_Exercise goal_. Below are the records. Restate word for word every line from the one that contains "Mark every instance of the dark" through the final line, both included.

_Dataset rows_.
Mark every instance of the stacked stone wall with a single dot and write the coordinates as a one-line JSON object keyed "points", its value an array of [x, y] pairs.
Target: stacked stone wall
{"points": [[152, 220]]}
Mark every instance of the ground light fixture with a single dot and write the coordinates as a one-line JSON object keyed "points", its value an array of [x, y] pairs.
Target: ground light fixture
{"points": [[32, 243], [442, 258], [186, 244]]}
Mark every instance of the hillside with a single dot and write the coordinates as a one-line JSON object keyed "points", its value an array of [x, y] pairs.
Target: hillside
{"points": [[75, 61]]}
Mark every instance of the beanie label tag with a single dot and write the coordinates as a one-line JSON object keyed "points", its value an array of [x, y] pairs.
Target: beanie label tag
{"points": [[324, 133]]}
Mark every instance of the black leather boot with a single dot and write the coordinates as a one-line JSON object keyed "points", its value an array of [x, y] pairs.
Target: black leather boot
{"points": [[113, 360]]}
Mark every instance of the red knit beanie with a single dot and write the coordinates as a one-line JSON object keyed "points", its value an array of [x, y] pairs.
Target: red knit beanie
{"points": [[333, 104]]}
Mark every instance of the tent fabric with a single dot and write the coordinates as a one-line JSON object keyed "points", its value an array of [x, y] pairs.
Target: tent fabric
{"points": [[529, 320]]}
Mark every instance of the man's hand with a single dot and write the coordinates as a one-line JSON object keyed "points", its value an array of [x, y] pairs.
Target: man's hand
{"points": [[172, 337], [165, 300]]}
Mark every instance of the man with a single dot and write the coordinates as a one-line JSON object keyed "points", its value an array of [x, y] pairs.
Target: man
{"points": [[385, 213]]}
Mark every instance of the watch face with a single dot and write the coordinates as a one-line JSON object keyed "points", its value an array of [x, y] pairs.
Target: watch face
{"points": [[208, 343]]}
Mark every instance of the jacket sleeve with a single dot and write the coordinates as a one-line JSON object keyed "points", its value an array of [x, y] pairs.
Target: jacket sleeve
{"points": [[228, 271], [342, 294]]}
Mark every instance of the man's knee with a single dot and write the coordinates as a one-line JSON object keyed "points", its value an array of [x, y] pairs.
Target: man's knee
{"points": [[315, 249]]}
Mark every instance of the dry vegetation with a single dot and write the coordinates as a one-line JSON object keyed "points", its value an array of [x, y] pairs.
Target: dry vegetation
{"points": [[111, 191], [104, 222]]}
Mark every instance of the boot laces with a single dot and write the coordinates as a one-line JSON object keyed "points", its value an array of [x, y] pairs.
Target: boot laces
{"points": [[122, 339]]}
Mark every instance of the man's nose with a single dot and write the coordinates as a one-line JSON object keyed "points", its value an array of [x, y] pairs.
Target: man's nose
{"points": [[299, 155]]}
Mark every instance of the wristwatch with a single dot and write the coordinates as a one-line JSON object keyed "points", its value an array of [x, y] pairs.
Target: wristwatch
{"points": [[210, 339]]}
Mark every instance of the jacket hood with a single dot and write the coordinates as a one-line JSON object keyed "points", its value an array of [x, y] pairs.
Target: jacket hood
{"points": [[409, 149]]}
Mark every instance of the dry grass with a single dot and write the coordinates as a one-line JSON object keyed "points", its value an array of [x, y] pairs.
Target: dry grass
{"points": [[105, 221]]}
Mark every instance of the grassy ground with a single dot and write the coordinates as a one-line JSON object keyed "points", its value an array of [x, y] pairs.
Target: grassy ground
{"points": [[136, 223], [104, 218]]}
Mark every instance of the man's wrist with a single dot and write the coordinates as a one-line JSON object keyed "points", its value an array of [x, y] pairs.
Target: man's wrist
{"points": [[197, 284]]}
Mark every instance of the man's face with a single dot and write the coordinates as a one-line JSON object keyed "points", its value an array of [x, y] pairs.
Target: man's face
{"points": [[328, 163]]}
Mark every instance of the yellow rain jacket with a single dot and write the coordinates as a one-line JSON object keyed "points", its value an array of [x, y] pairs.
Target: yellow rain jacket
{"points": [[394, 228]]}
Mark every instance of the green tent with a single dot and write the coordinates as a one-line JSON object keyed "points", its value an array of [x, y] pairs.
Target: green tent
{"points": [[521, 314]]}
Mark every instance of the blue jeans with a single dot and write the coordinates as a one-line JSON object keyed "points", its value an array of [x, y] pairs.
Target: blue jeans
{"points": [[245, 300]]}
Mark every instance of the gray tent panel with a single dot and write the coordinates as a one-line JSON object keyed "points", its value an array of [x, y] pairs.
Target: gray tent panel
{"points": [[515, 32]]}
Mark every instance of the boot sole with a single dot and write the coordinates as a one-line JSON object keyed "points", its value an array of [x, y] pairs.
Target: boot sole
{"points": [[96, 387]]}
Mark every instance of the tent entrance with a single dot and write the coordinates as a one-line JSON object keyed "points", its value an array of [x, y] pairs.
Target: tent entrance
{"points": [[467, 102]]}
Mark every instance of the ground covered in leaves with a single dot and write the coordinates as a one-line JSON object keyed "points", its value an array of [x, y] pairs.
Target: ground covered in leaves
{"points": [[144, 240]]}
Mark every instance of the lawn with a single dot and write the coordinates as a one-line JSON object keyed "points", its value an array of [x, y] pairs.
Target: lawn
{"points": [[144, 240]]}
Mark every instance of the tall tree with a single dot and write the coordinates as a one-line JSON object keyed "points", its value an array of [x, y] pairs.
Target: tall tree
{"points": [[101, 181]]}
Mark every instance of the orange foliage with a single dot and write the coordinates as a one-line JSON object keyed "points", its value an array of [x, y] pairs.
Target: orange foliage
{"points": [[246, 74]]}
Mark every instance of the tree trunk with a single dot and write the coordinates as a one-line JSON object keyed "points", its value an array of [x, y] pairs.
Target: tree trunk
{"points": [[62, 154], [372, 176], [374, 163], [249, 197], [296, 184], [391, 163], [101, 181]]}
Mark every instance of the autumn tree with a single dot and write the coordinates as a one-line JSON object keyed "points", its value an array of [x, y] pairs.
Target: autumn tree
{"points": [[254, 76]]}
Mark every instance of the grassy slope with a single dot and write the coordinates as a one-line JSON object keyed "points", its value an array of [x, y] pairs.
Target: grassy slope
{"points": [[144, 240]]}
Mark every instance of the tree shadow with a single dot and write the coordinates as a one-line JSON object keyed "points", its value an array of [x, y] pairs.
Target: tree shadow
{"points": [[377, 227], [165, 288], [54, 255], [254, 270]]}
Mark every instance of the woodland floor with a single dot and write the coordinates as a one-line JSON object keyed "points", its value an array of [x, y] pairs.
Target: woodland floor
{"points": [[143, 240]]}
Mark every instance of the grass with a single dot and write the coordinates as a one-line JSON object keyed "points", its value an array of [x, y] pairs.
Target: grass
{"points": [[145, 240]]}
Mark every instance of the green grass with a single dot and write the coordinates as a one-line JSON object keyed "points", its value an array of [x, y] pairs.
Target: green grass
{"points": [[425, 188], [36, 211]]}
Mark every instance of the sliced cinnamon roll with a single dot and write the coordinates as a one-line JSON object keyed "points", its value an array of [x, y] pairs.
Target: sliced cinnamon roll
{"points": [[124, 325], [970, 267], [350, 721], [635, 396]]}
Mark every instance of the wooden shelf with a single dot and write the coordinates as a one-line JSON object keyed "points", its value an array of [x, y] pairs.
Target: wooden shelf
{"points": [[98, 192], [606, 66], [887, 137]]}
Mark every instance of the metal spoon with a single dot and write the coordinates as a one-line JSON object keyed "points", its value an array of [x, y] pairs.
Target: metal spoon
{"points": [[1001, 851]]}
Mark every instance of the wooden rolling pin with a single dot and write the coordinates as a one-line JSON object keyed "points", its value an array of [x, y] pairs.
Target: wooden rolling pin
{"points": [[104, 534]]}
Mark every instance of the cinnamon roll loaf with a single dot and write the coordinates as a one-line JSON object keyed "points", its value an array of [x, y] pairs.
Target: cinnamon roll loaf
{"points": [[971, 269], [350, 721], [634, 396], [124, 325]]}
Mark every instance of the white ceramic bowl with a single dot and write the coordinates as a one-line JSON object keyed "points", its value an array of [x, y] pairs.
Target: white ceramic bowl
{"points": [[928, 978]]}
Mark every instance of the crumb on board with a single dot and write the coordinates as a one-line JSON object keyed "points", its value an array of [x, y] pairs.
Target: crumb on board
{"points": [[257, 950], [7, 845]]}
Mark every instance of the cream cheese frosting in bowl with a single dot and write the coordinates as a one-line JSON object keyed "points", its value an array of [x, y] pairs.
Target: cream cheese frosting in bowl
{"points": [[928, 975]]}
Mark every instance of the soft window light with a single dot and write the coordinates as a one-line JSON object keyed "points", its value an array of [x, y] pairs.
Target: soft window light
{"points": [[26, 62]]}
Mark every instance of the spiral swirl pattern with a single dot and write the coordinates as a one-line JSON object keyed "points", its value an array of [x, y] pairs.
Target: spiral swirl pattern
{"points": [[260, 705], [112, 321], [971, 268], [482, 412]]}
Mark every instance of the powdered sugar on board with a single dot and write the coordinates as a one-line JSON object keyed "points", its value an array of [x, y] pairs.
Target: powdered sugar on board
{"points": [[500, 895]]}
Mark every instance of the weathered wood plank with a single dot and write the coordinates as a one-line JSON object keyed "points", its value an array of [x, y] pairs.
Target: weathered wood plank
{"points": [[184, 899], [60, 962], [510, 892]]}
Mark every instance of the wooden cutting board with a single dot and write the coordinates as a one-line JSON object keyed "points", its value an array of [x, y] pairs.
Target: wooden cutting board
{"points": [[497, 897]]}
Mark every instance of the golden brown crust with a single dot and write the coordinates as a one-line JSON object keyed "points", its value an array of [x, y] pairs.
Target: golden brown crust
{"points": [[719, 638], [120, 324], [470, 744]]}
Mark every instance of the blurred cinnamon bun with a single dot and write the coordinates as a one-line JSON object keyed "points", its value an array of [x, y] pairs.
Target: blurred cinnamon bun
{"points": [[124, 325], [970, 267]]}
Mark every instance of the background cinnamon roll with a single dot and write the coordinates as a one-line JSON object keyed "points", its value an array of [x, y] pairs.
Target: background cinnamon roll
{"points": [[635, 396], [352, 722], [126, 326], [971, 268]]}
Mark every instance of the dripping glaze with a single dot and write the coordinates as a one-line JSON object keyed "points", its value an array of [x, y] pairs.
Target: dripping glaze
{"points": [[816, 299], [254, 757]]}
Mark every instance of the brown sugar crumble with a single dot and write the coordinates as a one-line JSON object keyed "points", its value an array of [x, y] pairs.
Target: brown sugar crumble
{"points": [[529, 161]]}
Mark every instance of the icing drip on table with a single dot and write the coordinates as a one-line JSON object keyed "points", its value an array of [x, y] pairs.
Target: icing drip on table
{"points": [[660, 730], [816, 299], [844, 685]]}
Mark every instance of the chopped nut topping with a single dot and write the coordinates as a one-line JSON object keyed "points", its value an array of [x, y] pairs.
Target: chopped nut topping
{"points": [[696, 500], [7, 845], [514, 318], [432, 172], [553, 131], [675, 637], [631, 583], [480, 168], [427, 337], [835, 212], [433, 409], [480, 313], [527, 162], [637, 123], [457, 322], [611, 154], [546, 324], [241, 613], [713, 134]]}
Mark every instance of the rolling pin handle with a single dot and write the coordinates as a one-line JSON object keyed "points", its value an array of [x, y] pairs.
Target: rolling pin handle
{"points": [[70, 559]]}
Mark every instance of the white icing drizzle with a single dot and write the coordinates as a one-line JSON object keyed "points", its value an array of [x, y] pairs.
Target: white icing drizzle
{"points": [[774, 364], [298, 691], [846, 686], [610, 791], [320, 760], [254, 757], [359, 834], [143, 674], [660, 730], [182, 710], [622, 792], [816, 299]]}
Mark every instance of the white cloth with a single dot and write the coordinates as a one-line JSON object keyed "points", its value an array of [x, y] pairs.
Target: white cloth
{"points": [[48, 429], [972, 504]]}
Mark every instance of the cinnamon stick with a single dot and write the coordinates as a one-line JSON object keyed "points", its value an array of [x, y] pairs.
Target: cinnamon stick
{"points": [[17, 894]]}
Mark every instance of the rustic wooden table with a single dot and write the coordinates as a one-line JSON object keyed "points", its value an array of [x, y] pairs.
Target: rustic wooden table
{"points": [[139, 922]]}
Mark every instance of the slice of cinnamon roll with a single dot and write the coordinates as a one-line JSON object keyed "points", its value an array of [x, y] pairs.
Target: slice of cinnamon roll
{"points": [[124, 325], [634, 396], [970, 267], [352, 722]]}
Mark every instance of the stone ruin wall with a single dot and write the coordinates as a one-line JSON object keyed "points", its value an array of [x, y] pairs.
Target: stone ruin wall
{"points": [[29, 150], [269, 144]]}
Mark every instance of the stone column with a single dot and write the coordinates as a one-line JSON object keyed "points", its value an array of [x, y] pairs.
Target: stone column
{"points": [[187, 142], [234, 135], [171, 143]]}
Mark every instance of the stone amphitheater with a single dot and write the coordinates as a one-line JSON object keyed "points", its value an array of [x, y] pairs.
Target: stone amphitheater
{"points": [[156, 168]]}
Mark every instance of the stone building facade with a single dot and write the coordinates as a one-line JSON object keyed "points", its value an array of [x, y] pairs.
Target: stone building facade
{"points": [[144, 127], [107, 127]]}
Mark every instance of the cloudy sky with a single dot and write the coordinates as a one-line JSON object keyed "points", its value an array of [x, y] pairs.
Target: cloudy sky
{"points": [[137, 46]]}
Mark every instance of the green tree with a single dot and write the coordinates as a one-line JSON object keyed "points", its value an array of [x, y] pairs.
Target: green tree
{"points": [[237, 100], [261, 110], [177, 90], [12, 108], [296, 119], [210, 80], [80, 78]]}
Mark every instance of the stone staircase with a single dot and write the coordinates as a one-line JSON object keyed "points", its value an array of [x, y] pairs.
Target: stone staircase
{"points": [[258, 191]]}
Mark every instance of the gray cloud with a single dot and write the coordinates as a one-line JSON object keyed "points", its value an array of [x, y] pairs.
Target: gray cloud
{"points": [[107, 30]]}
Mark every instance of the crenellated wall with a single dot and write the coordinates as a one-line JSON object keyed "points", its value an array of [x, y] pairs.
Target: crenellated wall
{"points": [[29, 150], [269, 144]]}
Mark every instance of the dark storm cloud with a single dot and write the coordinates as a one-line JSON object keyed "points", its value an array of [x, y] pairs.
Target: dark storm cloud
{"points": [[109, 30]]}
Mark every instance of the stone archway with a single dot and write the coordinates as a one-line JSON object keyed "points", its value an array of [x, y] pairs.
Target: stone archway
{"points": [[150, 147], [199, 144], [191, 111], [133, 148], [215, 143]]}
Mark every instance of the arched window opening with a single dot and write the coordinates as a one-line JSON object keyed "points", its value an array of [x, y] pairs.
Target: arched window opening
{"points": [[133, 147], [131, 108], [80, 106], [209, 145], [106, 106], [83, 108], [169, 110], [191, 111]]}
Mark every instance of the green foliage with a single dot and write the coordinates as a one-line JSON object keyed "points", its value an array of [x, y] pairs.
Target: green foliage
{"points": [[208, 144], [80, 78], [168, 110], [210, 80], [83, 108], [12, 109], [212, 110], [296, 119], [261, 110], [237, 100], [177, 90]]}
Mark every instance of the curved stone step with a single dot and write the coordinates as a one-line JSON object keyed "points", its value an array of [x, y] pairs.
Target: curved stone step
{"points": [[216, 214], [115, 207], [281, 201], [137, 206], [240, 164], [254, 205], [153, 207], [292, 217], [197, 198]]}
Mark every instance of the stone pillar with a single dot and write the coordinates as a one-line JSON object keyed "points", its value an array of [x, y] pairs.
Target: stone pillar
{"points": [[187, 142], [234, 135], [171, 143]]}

_Response to this exercise_.
Mark every instance of the dark storm cloud with a single dot and write the coordinates as a one-line JSON object keyed "points", its value an array of [x, y] pairs.
Target: dark storm cloud
{"points": [[109, 30]]}
Mark every instance of the stone archway with a single dot and write the coordinates as a one-line JSON object keyed "points", its value an array of [x, y] pairs.
Target: stone archway
{"points": [[150, 147], [199, 144], [191, 111], [133, 148], [215, 143]]}
Mark every instance of the arched window opening with a single dot and write the coordinates as a one-line JSON object keyed "points", its value an array of [x, y] pairs.
Target: arched window opening
{"points": [[133, 147], [131, 108], [80, 106], [209, 145], [106, 106], [83, 108], [169, 110], [191, 111]]}
Mark every instance of the green foliage with a single dot and write the coordinates as a one-line JSON object keyed "points", its value an array of [x, y] pairs.
Target: green foliage
{"points": [[208, 144], [80, 78], [168, 110], [210, 80], [83, 108], [12, 109], [212, 110], [296, 119], [261, 110], [237, 100], [177, 90]]}
Mark every instance of the curved stone step with a single dot and write the coordinates as a one-line JSON object keyed "points", its value an array of [x, y] pairs.
Target: curved stone step
{"points": [[216, 214], [115, 207], [281, 201], [137, 206], [240, 164], [254, 205], [153, 207], [292, 217], [197, 198]]}
Mark every instance of the stone pillar with a single dot and write the coordinates as a one-line JSON object keyed "points", its value an array of [x, y] pairs.
Target: stone pillar
{"points": [[187, 142], [234, 135], [171, 143]]}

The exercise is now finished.